Given instruction a:
Gather every line of the listing that contains the string "reddish", treating uppercase and lowercase as different.

Text segment:
"""
Citation Numbers: 131 Or. 415, 282 P. 542
Judges: Belt, Brown, McBride
Filed Date: 12/3/1929
Status: Precedential
Modified Date: 10/18/2024
Unless there was error in the admission of some material part of the testimony above recited, it seems clear to us that there was sufficient evidence to be submitted to the jury as to defendant’s liability. The jury, and not the court, was the tribunal to weigh the value of the testimony introduced by plaintiff and of that introduced by the defendant; to contradict it or to show contributory negligence. The jury has decided, and, unless evidence objected to was erroneously admitted, the matter ends so far as the court is concerned. As to defendant’s objection to the admission of evidence, that several automobiles had stalled at the same place, we think that such testimony is admissible: Gynther v. Brown & McCabe, 67 Or. 310, 319 (134 P. 1186) Coates v. Marion County, 96 Or. 334, 340 (189 P. 903).
It was not improper to admit evidence that the defendant was informed of the conditions at the point in controversy. It tended to preclude the assumption that the conditions had occurred so recently that defendant had no notice of them and consequently no time to correct them. It may well be that a single isolated instance of a prior accident in the same locality might not be evidence of the dangerous condition of the track and its surroundings. We are clear that where, as here, evidence of frequent, though not precisely identical, instances of the same character at the same spot, constitutes some evidence that the locality is unsafe.
"""
Dataset records:
"""
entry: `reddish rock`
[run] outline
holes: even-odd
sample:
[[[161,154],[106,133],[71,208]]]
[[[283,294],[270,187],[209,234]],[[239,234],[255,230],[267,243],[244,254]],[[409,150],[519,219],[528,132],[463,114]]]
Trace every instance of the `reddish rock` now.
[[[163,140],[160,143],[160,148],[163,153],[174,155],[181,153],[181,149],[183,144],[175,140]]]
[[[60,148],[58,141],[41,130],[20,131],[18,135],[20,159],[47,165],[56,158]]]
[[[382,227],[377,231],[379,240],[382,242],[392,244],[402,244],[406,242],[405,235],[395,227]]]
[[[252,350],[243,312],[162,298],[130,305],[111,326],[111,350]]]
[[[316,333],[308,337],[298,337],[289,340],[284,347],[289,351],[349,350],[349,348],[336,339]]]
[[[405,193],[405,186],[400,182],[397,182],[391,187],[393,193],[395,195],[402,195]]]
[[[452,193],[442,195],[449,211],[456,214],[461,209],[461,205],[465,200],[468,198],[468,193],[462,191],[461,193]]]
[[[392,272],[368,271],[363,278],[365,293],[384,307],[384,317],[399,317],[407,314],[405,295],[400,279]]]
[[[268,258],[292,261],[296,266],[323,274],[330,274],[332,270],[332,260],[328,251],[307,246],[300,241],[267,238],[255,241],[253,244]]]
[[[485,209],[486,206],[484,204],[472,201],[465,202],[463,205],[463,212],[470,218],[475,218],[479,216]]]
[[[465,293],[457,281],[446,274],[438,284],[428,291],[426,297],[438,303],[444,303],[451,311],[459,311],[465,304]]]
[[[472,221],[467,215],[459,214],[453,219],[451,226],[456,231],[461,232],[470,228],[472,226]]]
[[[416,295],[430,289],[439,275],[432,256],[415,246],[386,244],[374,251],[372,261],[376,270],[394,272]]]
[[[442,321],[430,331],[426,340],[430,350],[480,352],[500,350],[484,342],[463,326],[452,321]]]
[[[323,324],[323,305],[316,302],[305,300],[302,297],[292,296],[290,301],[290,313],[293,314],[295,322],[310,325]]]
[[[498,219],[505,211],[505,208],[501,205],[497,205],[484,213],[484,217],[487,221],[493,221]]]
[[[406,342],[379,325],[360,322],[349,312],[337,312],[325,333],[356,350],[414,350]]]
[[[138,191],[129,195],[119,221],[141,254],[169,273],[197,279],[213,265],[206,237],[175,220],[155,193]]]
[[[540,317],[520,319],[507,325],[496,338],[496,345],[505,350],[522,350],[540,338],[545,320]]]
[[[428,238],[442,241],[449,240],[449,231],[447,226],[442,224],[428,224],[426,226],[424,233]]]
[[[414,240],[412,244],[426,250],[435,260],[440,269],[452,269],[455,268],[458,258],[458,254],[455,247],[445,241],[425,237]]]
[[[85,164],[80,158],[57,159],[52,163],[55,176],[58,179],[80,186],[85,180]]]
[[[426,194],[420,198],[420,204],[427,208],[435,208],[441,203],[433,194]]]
"""
Given instruction b:
Name all the judges listed in the court opinion.

Result a:
entry: `reddish rock`
Trace every instance of the `reddish rock` now.

Result b:
Belt, Brown, McBride